== Task list ==
a) In the text on Halloween and grief, rewrite the paragraph that begins "As a retired elementary and middle school teacher" as a short bulleted list that keeps its main facts.
b) Carry the text on Halloween and grief further, starting after its last sentence about the ofrendas families build for Día de los Muertos.

== Text shown ==
*** Block opens ***

Halloween and Grief: Why We Might Be Doing Death All Wrong Now
Halloween and grief might seem like an odd and painful combination. But what if I told you the two were actually incredibly compatible — that Halloween should encourage us to commune with the loved ones we have lost?
My maternal grandmother was born on October 28, 1925.
She loved every holiday, but she especially adored Halloween. She liked its proximity to her birthday. Children trick-or-treated on the last Friday of October, whether or not it fell on the 31st, while she was growing up in the Heights of Houston during the 1930s. Thus, her 2nd, 7th, and 13th birthdays coincided with the actual celebration night of the spookiest holiday of the year.
Halloween and Grief: Why We Might Be Doing Death All Wrong Now
As a retired elementary and middle school teacher, my grandmother delighted in collecting McDonald’s Happy Meal toys throughout the year. She handed them out to neighborhood children on Halloween night. She relished the fact that kids looked forward to receiving her unique treats. For her, Halloween was about building tradition and community, as well as her love of children. It was never about celebrating evil and fear.
The origins of Halloween
The earliest known origin of Halloween is an annual Gaelic festival called Samhain that involved animal skins, fortune telling, and a huge sacred bonfire. The Celts marked the end of the harvest season and beginning of winter by connecting with their deceased loved ones.
Celebrating All Saints’ Day and All Hallows’ Eve
According to the Mexican tradition of Día de los Muertos (Day of the Dead), the souls of deceased children can return on November 1st, and the souls of adults can return on November 2nd. Families build multi-layered ofrendas filled with marigolds, candles, photos, personal items, and favorite foods and beverages for the deceased travelers.

*** Block closes ***

== Data under study ==
*** Block opens ***

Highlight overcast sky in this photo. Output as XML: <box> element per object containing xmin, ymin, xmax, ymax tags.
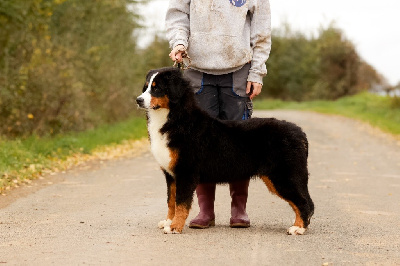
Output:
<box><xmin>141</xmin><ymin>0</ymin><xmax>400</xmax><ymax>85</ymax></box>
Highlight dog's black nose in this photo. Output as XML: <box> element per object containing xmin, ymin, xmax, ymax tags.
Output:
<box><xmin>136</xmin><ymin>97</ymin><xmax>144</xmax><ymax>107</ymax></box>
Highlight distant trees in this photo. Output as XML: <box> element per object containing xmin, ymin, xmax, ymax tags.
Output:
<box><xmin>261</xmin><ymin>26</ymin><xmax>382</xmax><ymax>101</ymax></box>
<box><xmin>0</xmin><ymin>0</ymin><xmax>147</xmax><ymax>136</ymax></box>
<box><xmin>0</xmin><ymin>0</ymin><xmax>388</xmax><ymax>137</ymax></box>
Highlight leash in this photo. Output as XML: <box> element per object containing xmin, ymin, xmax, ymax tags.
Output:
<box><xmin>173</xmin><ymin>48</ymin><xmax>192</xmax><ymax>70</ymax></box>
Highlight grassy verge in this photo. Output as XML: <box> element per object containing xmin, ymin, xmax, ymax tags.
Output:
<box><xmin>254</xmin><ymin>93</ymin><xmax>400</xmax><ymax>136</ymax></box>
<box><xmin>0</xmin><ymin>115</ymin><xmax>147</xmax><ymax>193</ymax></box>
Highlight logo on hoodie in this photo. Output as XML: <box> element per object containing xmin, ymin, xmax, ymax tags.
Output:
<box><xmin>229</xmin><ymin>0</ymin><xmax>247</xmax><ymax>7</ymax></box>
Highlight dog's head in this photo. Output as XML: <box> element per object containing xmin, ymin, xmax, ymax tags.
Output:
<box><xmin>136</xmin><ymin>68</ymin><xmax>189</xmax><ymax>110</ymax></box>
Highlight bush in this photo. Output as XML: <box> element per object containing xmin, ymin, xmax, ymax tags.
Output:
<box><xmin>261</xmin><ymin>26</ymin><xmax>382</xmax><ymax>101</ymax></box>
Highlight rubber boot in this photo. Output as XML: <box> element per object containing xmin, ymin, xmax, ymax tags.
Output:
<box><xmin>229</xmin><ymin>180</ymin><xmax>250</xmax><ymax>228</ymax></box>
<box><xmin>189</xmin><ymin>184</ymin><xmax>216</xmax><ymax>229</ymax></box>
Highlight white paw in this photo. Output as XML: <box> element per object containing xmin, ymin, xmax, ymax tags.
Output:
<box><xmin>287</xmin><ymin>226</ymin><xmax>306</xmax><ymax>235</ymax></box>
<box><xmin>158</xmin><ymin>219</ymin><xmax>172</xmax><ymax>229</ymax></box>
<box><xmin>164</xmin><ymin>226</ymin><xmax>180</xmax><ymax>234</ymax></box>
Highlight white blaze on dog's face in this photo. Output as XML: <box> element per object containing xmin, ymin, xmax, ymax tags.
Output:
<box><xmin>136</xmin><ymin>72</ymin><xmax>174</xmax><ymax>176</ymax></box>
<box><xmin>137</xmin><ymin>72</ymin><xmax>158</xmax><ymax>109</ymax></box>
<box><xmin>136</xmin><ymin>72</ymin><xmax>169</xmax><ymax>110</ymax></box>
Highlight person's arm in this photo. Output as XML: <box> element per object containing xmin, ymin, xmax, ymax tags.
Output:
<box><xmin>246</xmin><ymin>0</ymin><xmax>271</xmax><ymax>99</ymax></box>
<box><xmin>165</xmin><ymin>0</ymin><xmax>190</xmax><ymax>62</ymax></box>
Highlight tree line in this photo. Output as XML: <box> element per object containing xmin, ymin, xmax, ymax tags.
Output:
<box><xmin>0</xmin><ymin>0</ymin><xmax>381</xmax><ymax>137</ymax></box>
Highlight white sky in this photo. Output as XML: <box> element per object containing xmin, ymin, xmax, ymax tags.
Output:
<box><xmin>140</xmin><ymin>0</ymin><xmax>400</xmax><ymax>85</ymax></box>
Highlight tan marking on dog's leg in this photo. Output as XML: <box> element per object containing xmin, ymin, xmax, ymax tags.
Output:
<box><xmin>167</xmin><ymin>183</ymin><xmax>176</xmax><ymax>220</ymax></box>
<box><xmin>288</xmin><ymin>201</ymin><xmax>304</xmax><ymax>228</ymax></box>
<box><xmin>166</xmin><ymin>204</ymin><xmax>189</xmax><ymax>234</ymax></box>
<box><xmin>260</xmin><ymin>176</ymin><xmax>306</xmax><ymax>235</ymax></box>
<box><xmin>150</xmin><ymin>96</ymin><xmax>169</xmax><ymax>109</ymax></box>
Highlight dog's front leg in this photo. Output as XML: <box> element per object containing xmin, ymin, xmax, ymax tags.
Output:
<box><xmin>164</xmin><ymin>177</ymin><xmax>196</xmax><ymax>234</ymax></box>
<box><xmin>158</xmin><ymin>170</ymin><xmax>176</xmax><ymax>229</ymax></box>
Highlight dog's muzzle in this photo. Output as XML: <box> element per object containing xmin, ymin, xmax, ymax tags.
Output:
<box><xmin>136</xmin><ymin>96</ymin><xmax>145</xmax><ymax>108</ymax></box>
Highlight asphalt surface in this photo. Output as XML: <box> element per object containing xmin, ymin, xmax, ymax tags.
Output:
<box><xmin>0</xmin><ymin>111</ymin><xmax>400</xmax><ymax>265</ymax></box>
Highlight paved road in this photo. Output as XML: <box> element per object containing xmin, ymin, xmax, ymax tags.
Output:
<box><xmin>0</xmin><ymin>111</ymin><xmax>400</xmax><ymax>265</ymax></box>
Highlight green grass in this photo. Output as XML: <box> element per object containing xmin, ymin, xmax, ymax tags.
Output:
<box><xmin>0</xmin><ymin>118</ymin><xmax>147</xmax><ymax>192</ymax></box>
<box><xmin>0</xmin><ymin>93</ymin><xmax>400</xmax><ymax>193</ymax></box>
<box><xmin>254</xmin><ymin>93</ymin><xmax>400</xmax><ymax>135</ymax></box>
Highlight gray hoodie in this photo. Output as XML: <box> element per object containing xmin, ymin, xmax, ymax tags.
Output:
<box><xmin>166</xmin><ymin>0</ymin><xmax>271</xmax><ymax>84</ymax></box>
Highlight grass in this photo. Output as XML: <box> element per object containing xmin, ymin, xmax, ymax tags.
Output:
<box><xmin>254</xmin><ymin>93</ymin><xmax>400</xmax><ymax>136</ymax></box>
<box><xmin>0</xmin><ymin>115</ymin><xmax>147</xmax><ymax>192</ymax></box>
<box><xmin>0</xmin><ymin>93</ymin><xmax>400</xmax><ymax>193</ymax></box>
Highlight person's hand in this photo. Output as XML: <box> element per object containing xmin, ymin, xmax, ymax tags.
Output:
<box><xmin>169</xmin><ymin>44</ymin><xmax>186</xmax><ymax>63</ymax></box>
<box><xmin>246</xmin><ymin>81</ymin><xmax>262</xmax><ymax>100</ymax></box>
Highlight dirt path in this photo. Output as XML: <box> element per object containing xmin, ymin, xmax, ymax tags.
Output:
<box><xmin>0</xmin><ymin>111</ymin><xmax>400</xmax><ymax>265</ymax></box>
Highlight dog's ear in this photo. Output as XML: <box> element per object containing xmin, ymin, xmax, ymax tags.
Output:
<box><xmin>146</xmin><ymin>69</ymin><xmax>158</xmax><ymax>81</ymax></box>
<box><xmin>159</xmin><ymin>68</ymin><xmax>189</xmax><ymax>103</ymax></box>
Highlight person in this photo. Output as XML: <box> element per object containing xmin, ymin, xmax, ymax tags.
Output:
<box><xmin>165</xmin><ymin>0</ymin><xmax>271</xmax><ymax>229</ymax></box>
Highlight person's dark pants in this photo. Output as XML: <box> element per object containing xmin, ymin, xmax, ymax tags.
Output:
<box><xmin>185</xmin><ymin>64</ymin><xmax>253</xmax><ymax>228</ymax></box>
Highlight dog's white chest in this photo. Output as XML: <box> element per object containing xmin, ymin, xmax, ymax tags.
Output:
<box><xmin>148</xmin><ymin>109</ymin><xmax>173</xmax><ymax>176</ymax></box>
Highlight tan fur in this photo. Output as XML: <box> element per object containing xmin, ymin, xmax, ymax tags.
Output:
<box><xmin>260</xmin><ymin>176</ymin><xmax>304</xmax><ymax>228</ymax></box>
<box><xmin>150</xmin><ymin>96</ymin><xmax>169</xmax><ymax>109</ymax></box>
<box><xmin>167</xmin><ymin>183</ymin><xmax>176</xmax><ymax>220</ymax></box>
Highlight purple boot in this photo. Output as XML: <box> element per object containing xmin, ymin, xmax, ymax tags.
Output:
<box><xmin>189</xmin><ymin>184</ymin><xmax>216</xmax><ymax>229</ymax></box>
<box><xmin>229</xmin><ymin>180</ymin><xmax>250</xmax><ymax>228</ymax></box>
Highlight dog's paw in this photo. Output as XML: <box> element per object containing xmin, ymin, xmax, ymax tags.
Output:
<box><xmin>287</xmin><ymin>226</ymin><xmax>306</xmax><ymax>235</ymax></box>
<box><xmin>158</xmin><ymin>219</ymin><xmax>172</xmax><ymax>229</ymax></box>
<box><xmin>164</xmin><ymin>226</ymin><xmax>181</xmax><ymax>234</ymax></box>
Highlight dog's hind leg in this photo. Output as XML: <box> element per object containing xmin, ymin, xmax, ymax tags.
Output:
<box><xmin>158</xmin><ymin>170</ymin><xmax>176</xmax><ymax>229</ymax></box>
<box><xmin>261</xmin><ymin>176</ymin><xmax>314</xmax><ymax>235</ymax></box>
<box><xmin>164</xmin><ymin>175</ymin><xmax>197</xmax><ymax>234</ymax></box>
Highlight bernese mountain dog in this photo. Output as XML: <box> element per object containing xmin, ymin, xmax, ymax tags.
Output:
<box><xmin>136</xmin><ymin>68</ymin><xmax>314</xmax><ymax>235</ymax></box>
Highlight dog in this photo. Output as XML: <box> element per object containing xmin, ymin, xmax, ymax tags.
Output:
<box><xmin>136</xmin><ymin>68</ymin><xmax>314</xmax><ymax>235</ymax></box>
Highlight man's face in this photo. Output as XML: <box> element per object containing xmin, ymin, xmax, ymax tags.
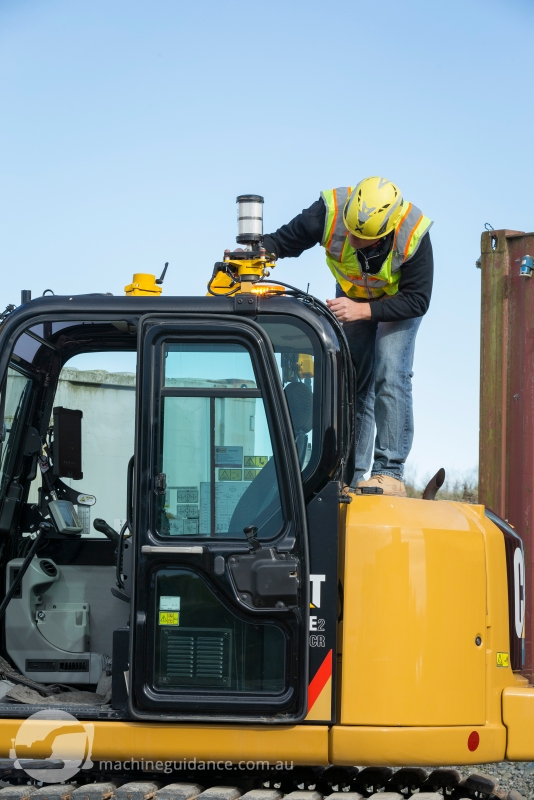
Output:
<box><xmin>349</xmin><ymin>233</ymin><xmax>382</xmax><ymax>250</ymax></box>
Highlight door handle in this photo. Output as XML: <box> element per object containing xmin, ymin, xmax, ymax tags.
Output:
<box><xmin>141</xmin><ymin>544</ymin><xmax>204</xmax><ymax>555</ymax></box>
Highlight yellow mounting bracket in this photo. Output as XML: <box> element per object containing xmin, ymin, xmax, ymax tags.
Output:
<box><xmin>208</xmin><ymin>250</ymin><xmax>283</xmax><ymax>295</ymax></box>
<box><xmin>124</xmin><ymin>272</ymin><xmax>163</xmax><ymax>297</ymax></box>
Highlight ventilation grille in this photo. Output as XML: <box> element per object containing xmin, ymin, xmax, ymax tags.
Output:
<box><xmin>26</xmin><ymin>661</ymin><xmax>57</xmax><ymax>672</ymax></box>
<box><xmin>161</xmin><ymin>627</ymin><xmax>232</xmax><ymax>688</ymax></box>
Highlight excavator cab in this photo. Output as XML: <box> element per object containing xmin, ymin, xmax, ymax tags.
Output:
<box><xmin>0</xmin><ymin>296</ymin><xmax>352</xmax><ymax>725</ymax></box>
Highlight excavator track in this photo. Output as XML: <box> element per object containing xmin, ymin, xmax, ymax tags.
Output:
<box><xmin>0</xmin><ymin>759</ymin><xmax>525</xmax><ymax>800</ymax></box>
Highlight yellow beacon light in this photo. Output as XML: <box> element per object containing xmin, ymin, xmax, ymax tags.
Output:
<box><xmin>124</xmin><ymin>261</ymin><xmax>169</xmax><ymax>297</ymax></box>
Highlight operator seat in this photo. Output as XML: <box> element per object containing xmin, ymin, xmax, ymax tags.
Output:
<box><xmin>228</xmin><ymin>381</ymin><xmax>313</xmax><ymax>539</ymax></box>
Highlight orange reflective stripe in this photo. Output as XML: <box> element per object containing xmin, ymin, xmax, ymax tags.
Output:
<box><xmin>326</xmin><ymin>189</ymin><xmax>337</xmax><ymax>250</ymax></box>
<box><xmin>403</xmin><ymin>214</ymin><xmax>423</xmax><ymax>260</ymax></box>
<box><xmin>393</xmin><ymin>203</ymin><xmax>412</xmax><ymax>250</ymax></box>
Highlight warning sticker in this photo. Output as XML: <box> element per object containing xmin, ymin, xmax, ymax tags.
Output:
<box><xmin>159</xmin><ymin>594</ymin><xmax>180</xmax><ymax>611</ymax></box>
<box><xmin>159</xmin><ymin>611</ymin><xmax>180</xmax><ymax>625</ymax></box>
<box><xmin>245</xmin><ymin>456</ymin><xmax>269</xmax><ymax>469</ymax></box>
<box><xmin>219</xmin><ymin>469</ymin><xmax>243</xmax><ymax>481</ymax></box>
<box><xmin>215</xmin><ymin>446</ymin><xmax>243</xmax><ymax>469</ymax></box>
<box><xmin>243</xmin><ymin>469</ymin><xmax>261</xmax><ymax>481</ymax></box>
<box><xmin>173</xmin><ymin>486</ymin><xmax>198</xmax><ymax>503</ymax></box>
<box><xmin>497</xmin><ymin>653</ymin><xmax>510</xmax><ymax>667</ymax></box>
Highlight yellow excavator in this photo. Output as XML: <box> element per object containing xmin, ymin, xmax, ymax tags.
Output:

*** Block closes ***

== Exercise answers ==
a)
- The grandmother, a retired elementary and middle school teacher, collected McDonald's Happy Meal toys throughout the year.
- She handed them out to neighborhood children on Halloween night, and the children looked forward to her unique treats.
- For her, Halloween meant tradition, community, and her love of children, never evil and fear.

b)
The Catholic Church attempted to adapt Samhain into a Christian holiday. Pope Gregory III designated November 1st as All Saints’ Day in the eighth century. Therefore, October 31st became All Hallows’ Eve, and, eventually, Halloween. (Hallows literally means saints.)
In Poland, families visit their loved ones’ graves and adorn them with candles and chrysanthemums on November 1st (All Saints’ Day) and November 2nd (All Souls’ Day).
Celebrating Halloween in America
Jack-o-lanterns (originally carved in turnips) to ward off evil spirits became a staple of All Hallows’ Eve in 19th century Ireland. The Puritans didn’t approve of Halloween’s pagan (or Catholic) beginnings, of course. The tradition didn’t really take hold in the American colonies, especially New England, until Irish and Scottish immigration increased with the Irish Potato Famine in the late 19th century.
I seem to remember a similar American Protestant evangelical — namely fundamentalist — backlash against the evils of mainstream Halloween. It happened 100 years later, in the late 20th century, when I was in middle school. (Remember Harvest Festivals at Southern Baptist Churches and Churches of Christ as an alternative to trick-or-treating and parties?)
My grandmother loved Halloween.
My United Methodist grandma of Scotch-Irish, Danish, and English descent was either oblivious or indignant (or some of both) to this regional assault on her favorite birthday-adjacent holiday.
But then again, my grandmother spent the second half of her life being more comfortable with death than many other people. The youngest member of her immediate family by eight years, she said goodbye to all of her family members earlier than most.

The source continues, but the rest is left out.